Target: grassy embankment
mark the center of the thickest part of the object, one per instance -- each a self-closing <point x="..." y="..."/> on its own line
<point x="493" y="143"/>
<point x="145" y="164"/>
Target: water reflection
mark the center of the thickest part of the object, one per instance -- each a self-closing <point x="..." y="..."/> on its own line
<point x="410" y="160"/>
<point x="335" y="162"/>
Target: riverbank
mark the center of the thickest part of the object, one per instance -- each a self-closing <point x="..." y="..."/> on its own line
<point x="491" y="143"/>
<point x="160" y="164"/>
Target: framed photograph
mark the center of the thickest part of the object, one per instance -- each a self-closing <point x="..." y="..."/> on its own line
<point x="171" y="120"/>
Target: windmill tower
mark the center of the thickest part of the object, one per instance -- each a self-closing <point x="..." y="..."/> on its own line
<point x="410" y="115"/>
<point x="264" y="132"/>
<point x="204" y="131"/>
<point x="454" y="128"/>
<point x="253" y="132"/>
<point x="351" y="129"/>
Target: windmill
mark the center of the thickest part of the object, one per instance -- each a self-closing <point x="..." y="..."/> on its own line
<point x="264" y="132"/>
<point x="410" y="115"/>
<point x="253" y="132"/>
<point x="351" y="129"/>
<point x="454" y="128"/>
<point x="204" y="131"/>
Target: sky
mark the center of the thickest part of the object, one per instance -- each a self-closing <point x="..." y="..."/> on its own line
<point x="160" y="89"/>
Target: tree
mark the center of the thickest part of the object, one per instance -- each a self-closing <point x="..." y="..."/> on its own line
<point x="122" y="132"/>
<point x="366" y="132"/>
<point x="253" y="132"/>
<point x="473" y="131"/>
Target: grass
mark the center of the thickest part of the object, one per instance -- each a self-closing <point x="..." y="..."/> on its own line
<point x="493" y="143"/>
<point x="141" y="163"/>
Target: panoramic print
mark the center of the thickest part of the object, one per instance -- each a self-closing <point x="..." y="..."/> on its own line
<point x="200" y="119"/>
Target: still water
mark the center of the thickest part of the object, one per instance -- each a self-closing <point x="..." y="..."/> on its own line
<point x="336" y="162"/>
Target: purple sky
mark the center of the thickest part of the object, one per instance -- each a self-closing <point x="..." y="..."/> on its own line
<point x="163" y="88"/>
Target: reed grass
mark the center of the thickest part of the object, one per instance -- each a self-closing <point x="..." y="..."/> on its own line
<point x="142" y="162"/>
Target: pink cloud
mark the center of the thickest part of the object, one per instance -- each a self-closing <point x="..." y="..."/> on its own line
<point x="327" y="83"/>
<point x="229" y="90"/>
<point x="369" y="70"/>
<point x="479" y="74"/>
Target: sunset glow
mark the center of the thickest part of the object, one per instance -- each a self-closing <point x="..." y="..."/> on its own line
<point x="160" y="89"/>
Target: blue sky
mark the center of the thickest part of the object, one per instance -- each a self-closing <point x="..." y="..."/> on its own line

^^^^^^^^

_Assignment_
Only the lines from the one that holds "Target: blue sky" through the end of the records should appear in the answer, each restated exactly.

_Solution to the exercise_
Target: blue sky
mark the center of the thickest part of the object, one per instance -- each a self-closing <point x="..." y="..."/> on its own line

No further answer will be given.